*DATA TO PROCESS*
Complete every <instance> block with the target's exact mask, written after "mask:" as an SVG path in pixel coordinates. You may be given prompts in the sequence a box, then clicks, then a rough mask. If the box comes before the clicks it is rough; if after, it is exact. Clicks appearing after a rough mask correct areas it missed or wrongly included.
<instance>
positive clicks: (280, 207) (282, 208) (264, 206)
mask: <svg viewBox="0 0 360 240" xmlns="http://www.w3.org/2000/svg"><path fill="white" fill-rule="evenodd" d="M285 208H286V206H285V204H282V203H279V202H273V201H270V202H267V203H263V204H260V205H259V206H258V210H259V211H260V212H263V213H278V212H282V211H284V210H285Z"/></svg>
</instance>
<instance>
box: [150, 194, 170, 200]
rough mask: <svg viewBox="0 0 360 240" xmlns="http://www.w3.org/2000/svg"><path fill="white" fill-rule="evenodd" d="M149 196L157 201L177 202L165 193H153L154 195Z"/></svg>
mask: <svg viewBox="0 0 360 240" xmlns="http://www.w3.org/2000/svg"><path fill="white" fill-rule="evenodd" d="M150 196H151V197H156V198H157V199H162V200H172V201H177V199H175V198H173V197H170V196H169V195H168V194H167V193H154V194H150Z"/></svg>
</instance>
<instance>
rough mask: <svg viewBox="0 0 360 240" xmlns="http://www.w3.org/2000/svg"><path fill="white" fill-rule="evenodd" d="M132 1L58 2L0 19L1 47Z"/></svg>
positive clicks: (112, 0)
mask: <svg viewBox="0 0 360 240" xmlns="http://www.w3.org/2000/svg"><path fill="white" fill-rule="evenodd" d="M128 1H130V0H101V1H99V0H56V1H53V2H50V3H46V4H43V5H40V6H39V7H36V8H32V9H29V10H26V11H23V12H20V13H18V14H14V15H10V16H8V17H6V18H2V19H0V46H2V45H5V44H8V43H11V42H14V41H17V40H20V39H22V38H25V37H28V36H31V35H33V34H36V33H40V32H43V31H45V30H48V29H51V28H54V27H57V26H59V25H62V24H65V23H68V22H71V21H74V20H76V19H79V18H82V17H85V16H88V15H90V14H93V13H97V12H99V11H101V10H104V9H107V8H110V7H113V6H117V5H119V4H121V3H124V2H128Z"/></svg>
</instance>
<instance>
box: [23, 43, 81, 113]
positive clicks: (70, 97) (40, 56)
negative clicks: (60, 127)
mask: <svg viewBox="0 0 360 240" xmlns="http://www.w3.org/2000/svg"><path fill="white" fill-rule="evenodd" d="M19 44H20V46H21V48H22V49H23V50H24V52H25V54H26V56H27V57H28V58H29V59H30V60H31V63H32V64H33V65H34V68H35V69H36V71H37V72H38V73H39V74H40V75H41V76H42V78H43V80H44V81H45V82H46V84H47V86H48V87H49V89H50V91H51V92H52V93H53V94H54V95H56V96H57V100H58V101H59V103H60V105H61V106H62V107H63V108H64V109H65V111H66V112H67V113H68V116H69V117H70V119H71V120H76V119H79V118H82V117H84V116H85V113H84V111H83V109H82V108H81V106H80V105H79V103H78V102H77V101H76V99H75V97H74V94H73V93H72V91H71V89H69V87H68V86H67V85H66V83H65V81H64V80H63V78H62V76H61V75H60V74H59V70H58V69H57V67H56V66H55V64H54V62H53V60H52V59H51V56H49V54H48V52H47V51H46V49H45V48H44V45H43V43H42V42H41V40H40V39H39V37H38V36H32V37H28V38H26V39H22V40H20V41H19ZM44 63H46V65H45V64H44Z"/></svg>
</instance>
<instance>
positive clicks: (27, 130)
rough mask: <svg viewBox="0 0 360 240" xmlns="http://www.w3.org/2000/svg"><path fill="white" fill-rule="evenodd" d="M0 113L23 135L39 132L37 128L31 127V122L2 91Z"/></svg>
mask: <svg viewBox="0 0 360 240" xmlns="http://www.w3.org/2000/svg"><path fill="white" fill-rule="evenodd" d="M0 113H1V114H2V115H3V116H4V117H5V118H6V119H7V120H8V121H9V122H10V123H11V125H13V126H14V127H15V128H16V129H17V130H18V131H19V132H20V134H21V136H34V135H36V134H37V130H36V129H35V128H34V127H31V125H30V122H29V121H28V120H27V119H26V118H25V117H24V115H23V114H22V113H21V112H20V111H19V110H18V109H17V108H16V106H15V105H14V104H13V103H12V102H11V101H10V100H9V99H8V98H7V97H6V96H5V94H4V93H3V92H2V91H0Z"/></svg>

* * *

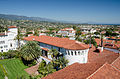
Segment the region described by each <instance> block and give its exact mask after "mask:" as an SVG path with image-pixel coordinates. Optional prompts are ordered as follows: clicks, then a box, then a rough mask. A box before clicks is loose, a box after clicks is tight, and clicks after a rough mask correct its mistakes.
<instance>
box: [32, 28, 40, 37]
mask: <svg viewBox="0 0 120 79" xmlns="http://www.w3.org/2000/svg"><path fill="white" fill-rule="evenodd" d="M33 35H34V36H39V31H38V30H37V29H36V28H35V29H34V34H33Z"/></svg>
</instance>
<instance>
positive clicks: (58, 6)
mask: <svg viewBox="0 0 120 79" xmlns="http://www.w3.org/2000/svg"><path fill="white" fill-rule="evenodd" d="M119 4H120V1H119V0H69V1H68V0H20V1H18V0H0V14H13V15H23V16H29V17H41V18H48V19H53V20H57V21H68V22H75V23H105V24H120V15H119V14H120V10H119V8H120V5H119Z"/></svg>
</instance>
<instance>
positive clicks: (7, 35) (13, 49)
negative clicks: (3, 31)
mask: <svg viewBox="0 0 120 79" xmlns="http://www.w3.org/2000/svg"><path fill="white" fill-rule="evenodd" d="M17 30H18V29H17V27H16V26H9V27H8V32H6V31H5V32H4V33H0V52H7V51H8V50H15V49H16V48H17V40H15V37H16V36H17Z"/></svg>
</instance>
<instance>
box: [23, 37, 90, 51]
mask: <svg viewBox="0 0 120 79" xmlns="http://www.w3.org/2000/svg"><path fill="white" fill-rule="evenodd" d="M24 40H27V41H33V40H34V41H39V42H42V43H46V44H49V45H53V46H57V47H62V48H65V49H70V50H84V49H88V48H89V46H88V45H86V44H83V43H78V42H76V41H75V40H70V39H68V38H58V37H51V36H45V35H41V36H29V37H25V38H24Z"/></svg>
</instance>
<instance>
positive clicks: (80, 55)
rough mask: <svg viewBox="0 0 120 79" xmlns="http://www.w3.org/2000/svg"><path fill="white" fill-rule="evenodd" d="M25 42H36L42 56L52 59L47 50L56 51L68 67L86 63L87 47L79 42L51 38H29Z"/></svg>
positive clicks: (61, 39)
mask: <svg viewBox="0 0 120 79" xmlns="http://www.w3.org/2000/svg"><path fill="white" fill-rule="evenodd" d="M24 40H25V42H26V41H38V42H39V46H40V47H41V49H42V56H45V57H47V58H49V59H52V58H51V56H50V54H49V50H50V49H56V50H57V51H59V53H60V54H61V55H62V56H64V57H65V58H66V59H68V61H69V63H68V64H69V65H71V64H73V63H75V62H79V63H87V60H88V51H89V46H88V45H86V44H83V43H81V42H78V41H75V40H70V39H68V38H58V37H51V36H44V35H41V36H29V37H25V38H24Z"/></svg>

*THE PROBLEM*
Please gather every line from the entries above that contains the word "positive" and copy each one in full.

*OUTPUT FOR THIS EXERCISE*
positive clicks: (280, 207) (282, 208) (264, 206)
positive clicks: (112, 0)
positive clicks: (70, 97) (40, 56)
positive clicks: (27, 130)
positive clicks: (58, 6)
positive clicks: (7, 35) (13, 49)
positive clicks: (80, 55)
positive clicks: (61, 39)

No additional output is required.